List every hazard trait that the text below on California's Safer Consumer Products Regulations gives as a basis for placing a chemical on the list of candidate chemicals.

_Document excerpt_
-*-

Keller and Heckman – California's Green Chemistry Initiative/Safer Consumer Products Regulations

California Assembly Bill 1879 (Cal. Health and Safety Code sec. 25252, et seq.), an important statutory basis for California's Green Chemistry Initiative, attempts to reduce or eliminate the use of hazardous materials through an all-inclusive approach that considers how hazardous substances can be reduced or eliminated during product design, development, and manufacture; consumer product use; and ultimate product reuse, recycling, and disposal. California's Department of Toxic Substances Control ("DTSC") has taken an important step toward implementation of California's Green Chemistry Initiative with the most recent release of the draft Safer Consumer Products Regulations (the "Proposed Regulations"). The Proposed Regulations have gone through several iterations, but as of April 2013, they create the proposed framework for identifying candidate chemicals, priority products, chemicals of concern, alternative chemicals and conducting alternative analyses.

The Proposed Regulations establish a four-step process to identify "safer consumer products." The first step is for DTSC to establish an immediate list of "candidate chemicals," composed of chemicals listed by 23 authoritative bodies on the basis of exhibiting at least one of eight hazard traits: carcinogenicity, reproductive toxicity, mutagenicity, developmental toxicity, respiratory sensitivity, endocrine disruption, neurotoxicity, and/or persistent bioaccumulative toxicity. This "list of lists" is expected to number approximately 1,200 chemicals.

-*-

_Information shown_
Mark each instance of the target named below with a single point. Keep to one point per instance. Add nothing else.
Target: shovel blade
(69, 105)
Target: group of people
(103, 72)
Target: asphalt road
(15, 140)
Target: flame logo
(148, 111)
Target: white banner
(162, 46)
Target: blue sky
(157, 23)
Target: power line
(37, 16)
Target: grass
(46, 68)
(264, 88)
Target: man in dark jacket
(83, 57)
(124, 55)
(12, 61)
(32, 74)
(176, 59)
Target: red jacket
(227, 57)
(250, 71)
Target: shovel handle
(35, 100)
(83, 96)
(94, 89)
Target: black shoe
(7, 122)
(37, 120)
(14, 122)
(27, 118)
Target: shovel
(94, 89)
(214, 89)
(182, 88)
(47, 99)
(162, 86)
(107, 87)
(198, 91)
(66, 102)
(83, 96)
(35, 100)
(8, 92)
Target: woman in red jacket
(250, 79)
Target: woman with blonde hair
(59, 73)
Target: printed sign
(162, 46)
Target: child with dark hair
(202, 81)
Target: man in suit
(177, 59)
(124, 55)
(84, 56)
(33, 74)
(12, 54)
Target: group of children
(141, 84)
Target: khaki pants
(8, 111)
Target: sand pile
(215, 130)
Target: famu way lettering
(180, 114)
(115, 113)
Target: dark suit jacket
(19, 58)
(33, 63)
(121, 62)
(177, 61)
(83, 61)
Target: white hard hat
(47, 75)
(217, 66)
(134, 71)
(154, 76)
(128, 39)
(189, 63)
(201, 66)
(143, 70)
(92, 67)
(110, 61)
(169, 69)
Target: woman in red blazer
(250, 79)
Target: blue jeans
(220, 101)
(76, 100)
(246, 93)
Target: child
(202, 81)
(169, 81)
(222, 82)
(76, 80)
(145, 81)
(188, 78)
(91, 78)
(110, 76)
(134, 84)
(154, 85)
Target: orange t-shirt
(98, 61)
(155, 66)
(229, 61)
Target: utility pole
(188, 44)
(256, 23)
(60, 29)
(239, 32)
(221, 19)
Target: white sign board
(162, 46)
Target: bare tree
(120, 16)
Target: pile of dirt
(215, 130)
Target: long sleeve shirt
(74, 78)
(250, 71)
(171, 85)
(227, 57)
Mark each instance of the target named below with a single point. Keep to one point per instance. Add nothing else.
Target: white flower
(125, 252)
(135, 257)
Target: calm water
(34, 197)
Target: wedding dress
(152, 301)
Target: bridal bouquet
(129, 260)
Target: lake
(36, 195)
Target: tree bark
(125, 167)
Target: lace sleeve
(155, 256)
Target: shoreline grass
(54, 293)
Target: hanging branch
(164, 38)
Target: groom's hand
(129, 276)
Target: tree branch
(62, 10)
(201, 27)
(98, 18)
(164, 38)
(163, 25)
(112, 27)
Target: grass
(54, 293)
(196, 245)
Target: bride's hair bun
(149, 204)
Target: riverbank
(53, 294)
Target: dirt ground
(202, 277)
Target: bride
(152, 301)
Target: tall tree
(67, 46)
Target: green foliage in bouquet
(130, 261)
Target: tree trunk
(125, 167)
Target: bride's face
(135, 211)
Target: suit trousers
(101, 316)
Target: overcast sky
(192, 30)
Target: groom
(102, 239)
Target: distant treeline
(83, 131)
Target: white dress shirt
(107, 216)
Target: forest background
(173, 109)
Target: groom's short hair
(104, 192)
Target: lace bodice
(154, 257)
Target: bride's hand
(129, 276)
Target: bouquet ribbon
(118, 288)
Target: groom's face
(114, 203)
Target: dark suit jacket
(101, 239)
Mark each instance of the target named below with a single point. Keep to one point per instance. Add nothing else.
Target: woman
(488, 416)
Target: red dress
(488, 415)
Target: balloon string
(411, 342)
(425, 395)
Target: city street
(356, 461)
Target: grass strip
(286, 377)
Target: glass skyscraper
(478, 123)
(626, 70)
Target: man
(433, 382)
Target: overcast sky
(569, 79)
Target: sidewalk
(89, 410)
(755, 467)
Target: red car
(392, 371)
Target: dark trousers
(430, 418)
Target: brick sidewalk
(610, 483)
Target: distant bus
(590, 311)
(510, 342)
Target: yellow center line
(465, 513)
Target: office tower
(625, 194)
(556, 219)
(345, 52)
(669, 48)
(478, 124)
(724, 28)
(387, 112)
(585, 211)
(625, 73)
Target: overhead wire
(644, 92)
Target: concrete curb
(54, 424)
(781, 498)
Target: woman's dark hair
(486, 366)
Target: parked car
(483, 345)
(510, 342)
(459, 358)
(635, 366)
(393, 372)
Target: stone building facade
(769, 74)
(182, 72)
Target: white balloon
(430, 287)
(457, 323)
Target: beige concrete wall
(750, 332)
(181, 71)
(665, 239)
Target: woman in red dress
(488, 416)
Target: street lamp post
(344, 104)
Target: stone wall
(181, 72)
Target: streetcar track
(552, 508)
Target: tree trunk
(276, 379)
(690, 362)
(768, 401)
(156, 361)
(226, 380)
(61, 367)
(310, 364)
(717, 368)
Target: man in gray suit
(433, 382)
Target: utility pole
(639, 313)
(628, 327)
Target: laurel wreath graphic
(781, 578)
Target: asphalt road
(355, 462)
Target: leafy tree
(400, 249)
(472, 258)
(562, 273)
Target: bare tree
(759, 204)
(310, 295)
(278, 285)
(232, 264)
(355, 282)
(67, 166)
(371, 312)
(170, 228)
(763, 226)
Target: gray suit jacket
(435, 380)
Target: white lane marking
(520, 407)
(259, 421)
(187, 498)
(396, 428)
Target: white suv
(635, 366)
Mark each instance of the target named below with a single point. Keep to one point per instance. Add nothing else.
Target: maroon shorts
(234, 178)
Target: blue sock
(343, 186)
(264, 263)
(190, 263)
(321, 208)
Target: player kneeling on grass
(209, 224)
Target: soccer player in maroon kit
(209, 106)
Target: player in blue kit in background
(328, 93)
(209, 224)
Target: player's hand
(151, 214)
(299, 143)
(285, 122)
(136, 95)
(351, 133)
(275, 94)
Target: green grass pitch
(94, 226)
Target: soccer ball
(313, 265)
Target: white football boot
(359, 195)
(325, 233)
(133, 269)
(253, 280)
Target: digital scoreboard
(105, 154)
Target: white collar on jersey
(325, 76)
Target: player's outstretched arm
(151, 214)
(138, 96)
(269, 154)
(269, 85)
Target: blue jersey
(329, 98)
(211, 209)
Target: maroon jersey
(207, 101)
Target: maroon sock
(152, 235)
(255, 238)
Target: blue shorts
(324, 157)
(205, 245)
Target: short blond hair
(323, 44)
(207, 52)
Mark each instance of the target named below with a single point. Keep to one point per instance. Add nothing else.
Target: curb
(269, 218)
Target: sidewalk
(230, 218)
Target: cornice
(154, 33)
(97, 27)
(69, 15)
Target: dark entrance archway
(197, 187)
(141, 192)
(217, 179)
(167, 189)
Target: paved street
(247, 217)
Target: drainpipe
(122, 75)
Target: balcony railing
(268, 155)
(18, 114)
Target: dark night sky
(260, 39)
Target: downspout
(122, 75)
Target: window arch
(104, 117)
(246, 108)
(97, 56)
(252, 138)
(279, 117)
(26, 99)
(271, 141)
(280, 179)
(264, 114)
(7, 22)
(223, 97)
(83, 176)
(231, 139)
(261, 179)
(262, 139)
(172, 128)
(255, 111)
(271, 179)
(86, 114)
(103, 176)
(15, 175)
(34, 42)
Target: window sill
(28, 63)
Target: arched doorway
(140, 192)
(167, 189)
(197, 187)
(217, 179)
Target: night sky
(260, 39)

-*-

_Solution to the exercise_
carcinogenicity
reproductive toxicity
mutagenicity
developmental toxicity
respiratory sensitivity
endocrine disruption
neurotoxicity
persistent bioaccumulative toxicity